======== Text provided ========

Did you know that acupuncture, Chinese herbs, acupressure, exercises and nutritional therapy can help to naturally improve your vision?
There are 2 organs that are largely responsible for the health of the eyes and vision in Chinese medicine, and they are the liver and the kidneys. The liver is said to open into the eyes, and an imbalance of the liver can result in ringing in the ears, red, blood shot eyes and floaters, so the health of the liver is important in maintaining good vision. The kidneys are responsible for the brain, the eyes, the marrow and bones, and a kidney imbalance can manifest as ringing in the ears, dizziness and vision problems. When someone presents with problems with their vision, these are the two organ systems we are looking to re-balance.
This beautiful eye image from deviantart.net
There are 400+ acupuncture points on the body, and on the face, there are 18 acupuncture points that surround the eyes. Each of these points stimulates and increases the circulation of Qi and blood to the eyes as well as stimulates the muscles and nerves that control the eyes, helping to improve vision. There are three acupuncture points that, if you apply pressure to them (called acupressure), can help to improve vision. They are Bladder 2, Stomach 2 and Stomach 3. You can use your fingers and apply gentle pressure to each of these points helps to stimulate optimal blood flow and nerve function. There are images of each point below for your reference.
Bladder 2 is located at the medial end of your eyebrows. These points are bilateral, meaning on both sides of the body. When applying gentle pressure, it is best to come up from underneath, placing your fingers on the body ridge of the brow bone. You can apply about 30 seconds of gentle pressure to the points simultaneously a few times in the morning when you get up, and in the evening before bed.
Stomach 2 is located directly under the pupil when looking straight ahead, right on the lower edge of the eye orbit (or socket). It is located about one finger width below the eyelid. Use your finger to gently find the point, you may feel a small notch there. Apply about 30 seconds of gentle pressure to the points simultaneously a few times in the morning when you get up, and in the evening before bed.
Stomach 3 is located directly under the pupil when looking straight ahead, directly below each cheek bone and level with the base of the nose. You can apply pressure to both stomach points simultaneously, or, if you are dexterous enough, all three points at the same time. Apply about 30 seconds of gentle pressure to the points simultaneously a few times in the morning when you get up, and in the evening before bed.
Muscles of the Eye
There are also 6 muscles that surround the eyes and one muscle inside the eye. If these muscles are too tight or too loose, it can affect our vision and ability to focus effectively. The muscles and their responsibilities are as follows..
- Lateral rectus – Primarily moves your eye outward, away from your nose.

========

◆ **Exercise set**
1. Using the text on Chinese medicine and vision, decide whether each statement agrees with it, answering yes or no and quoting the deciding words: (a) In Chinese medicine, the liver is said to open into the eyes. (b) The face has 18 acupuncture points that surround the eyes. (c) Stomach 2 is located at the medial end of the eyebrows.
2. Take the text on Chinese medicine and vision further, beginning right after its last line.

======== Extracted entries ========

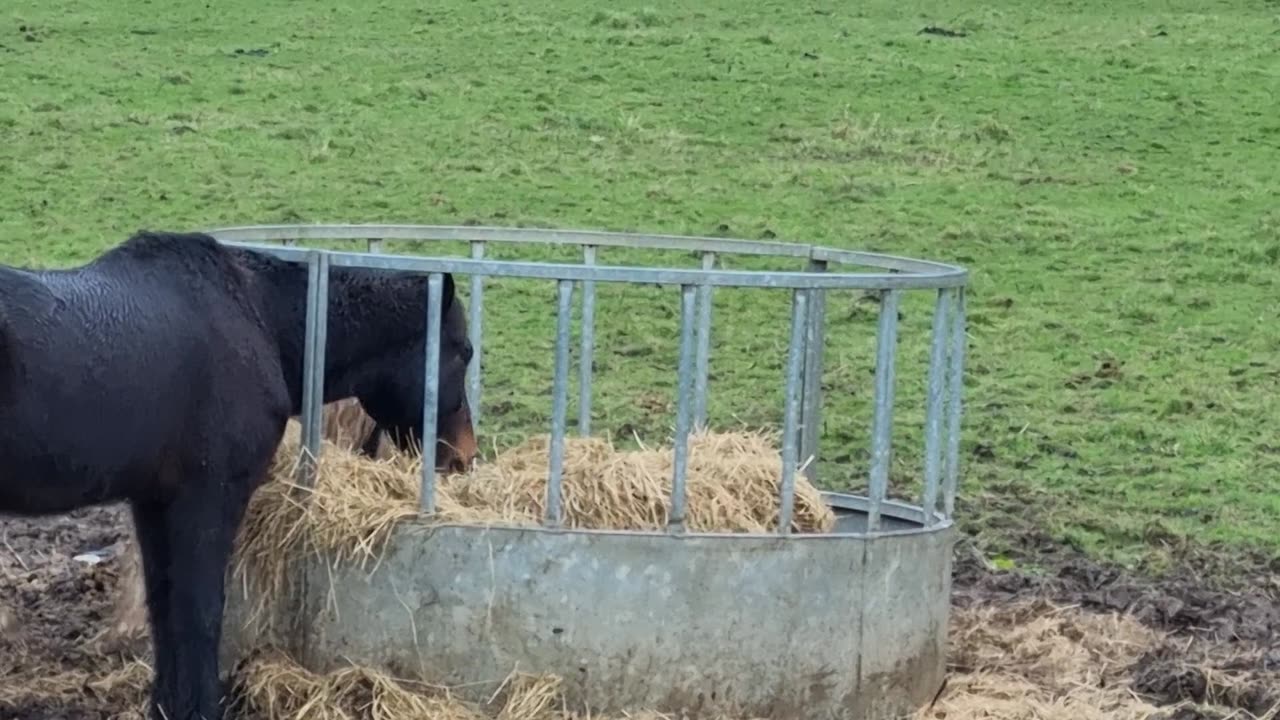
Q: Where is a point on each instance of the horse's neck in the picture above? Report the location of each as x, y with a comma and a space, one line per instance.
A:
366, 327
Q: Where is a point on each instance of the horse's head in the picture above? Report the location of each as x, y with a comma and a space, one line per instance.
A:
398, 409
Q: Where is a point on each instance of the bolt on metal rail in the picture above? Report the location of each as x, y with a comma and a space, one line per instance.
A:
803, 368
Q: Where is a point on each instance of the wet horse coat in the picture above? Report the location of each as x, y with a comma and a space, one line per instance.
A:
160, 374
378, 318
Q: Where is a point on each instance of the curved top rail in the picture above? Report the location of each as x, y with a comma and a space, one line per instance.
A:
904, 272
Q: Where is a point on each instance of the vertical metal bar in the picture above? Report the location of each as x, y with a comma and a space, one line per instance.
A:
476, 332
586, 358
955, 388
560, 405
432, 388
791, 411
935, 395
704, 345
882, 424
314, 360
684, 381
816, 345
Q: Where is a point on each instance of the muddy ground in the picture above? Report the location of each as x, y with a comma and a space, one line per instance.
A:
1220, 641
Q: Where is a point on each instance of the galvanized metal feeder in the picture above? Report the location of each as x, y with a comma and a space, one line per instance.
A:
842, 625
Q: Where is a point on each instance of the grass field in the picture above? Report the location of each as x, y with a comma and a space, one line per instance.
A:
1107, 172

========

◆ **Per-task outputs**
1.
(a) Yes: "The liver is said to open into the eyes"
(b) Yes: "on the face, there are 18 acupuncture points that surround the eyes"
(c) No: "Bladder 2 is located at the medial end of your eyebrows"

2.
- Medial rectus – Primarily moves your eye inward, toward your nose.
- Superior rectus – Primarily moves your eye upward.
- Inferior rectus – Primarily moves your eye downward.
- Superior oblique – Primarily rotates the top of your eye toward your nose.
- Inferior oblique – Primarily rotates the top of your eye away from your nose.
This image from kin450-neurophysiology.wikispaces.com
There are many exercises that you can do to strengthen the muscles of the eyes. Whether the muscles of your eyes are weak or strong determines what kind of vision problems you are having, if it is being near-sighted or myopic or far sighted or presbyopic.
One good, simple eye exercise that you can do every day is to relax sitting or lying and look directly up, to one side, down and to the other side, counting to ten at each position. Do this a few times and then reverse the direction. You will be able to feel a difference, as one direction will probably be easier than the other. Once you have done this a few times, try looking up and making a complete circle in one direction. Go slowly so you don’t make yourself dizzy. Stop once you have reached the top and begin again. Do this a few times and then go in the opposite direction. Doing these exercises every day helps to use our eye muscles and keep them strong.
Here are some other things that you can do to help improve your vision and take some of the pressure off your eyes.
- If you work at a computer, take breaks. Take a walk and be sure to look into the distance (using different muscles in the eyes).
- Eat lots of antioxidants like cherries, pomegranates and blueberries. These foods help to protect the eyes from macular degeneration which is a leading cause of blindness.
- Eat foods high in lutein. Lutein is an antioxidant that helps to reduce free radical damage which can affect every part of the eyes. Foods high in lutein include eggs, leafy green vegetables like kale, spinach, turnip and collard greens as well as romaine lettuce. Also high in lutein are broccoli, zucchini, brussel sprouts and green peas.
- Supplement with DHA. DHA is a fatty acid that is found in the retina of your eyes. DHA can actually help to heal some degenerative changes that occur with macular degeneration. DHA is found mainly is animal products like eggs, fish and meat. The highest concentration is found in oily fish such as mackerel, herring, salmon, trout and sardines.
- Stay away from hydrogenated fats. Trans fats are bad for the whole body, but especially for the small blood vessels that supply the eyes and brain.